→ Task requirements: Rewrite every line of the data below as a numbered list, leaving out any blank lines.
* START Data extract *
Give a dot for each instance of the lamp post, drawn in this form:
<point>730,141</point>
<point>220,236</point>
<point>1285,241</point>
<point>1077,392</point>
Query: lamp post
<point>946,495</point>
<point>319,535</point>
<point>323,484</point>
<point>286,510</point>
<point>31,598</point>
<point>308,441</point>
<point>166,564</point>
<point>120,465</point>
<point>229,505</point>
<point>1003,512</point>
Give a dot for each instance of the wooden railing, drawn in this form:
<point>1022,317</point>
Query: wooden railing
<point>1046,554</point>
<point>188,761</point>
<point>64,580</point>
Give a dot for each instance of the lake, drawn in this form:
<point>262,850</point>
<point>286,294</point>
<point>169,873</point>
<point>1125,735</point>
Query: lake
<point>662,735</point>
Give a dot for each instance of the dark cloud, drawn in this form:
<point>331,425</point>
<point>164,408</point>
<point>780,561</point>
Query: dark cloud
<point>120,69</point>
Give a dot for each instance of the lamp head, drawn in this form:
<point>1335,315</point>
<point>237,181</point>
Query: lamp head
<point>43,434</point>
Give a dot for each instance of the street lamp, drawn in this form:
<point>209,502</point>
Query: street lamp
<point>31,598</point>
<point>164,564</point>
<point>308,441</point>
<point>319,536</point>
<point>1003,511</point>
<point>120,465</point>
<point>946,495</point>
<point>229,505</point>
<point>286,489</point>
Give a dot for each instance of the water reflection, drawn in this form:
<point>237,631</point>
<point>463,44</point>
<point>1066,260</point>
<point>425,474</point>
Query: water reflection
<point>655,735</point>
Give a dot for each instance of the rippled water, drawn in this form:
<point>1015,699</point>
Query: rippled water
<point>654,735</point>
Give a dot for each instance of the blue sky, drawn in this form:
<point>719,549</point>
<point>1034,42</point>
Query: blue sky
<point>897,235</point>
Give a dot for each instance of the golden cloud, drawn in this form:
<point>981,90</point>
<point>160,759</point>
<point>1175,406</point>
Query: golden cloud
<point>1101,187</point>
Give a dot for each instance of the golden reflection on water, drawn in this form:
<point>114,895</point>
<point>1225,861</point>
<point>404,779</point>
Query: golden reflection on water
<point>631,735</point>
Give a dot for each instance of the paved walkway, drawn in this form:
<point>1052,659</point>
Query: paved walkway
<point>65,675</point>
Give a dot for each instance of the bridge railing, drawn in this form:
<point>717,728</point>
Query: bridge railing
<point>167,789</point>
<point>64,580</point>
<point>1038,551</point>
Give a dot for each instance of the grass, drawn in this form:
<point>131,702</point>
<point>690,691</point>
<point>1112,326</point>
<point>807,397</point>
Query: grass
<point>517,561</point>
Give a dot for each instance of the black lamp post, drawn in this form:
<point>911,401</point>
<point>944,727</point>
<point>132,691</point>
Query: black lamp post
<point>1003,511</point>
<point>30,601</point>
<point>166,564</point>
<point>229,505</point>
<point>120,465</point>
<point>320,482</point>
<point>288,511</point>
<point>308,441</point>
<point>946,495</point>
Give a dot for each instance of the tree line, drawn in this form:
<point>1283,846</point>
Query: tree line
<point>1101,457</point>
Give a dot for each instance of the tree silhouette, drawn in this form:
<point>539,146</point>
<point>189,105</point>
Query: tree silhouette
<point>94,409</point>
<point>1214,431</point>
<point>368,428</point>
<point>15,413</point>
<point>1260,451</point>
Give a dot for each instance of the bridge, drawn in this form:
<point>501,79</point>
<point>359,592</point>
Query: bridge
* END Data extract *
→ Answer for the task:
1. Give a dot for each instance of the lamp post, drawn in this form:
2. <point>730,141</point>
3. <point>220,236</point>
4. <point>1285,241</point>
5. <point>1077,392</point>
6. Query: lamp post
7. <point>946,495</point>
8. <point>319,535</point>
9. <point>323,484</point>
10. <point>286,510</point>
11. <point>31,598</point>
12. <point>308,441</point>
13. <point>166,564</point>
14. <point>120,465</point>
15. <point>229,505</point>
16. <point>1003,512</point>
17. Give a dot for each instance of the wooden railing, drawn in this form:
18. <point>1022,317</point>
19. Query: wooden railing
20. <point>1046,554</point>
21. <point>188,761</point>
22. <point>64,580</point>
23. Give a dot for each instance of the lake, drawn in this form:
24. <point>262,850</point>
25. <point>286,294</point>
26. <point>169,873</point>
27. <point>1125,735</point>
28. Query: lake
29. <point>662,735</point>
30. Give a dot for each instance of the dark cloud, drawn in this form:
31. <point>331,425</point>
32. <point>164,408</point>
33. <point>780,561</point>
34. Query: dark cloud
35. <point>120,69</point>
36. Give a dot for each instance of the lamp head, drawn in this form:
37. <point>1335,315</point>
38. <point>237,181</point>
39. Query: lamp head
40. <point>43,434</point>
41. Give a dot for each instance of the street lamp, drawn in this form:
42. <point>209,502</point>
43. Query: street lamp
44. <point>31,598</point>
45. <point>164,564</point>
46. <point>308,441</point>
47. <point>319,536</point>
48. <point>1003,511</point>
49. <point>120,465</point>
50. <point>946,495</point>
51. <point>229,505</point>
52. <point>286,489</point>
53. Give a dot for each instance of the water reflection, drawn in this form:
54. <point>237,631</point>
55. <point>463,44</point>
56. <point>1066,260</point>
57. <point>425,474</point>
58. Query: water reflection
59. <point>655,735</point>
60. Give a dot for each instance of the rippled water, drawn in this form:
61. <point>1015,699</point>
62. Query: rippled water
63. <point>654,735</point>
64. Give a dot for each instance of the blue sky, drawn in this form:
65. <point>719,549</point>
66. <point>1034,42</point>
67. Query: blue sky
68. <point>897,235</point>
69. Give a dot for each instance of the golden cloud, drawn in this form:
70. <point>981,90</point>
71. <point>160,759</point>
72. <point>1175,406</point>
73. Query: golden cloud
74. <point>1101,187</point>
75. Give a dot for each instance of the golden reflection on water, drawn in this form:
76. <point>114,895</point>
77. <point>1225,861</point>
78. <point>404,779</point>
79. Query: golden reflection on water
80. <point>631,735</point>
81. Give a dot for each instance of the paved walkway, drawn in this form:
82. <point>1052,659</point>
83. Query: paved walkway
84. <point>65,675</point>
85. Give a dot for each instance of the bridge railing, drawn in this form:
86. <point>717,728</point>
87. Query: bridge railing
88. <point>167,789</point>
89. <point>64,580</point>
90. <point>1038,551</point>
91. Give a dot for each instance of the grass, drawn in this form:
92. <point>131,702</point>
93. <point>690,691</point>
94. <point>1112,326</point>
95. <point>807,397</point>
96. Query: grass
97. <point>517,561</point>
98. Give a dot for each instance of the black lamp post, drawn in this form:
99. <point>911,401</point>
100. <point>944,727</point>
101. <point>132,691</point>
102. Query: black lamp post
103. <point>1003,511</point>
104. <point>30,601</point>
105. <point>166,564</point>
106. <point>229,505</point>
107. <point>120,465</point>
108. <point>320,482</point>
109. <point>288,511</point>
110. <point>308,441</point>
111. <point>946,495</point>
112. Give a dot for each instance of the tree line, drawn in this form:
113. <point>1283,846</point>
114. Query: tree line
115. <point>1101,457</point>
116. Give a dot for each instance of the tree silhouette, drawn in this form:
117. <point>539,146</point>
118. <point>189,105</point>
119. Query: tree silhouette
120. <point>94,409</point>
121. <point>1214,431</point>
122. <point>368,428</point>
123. <point>15,413</point>
124. <point>1260,451</point>
125. Give a dot for each instance of the bridge, drawn in this form:
126. <point>501,79</point>
127. <point>359,592</point>
128. Query: bridge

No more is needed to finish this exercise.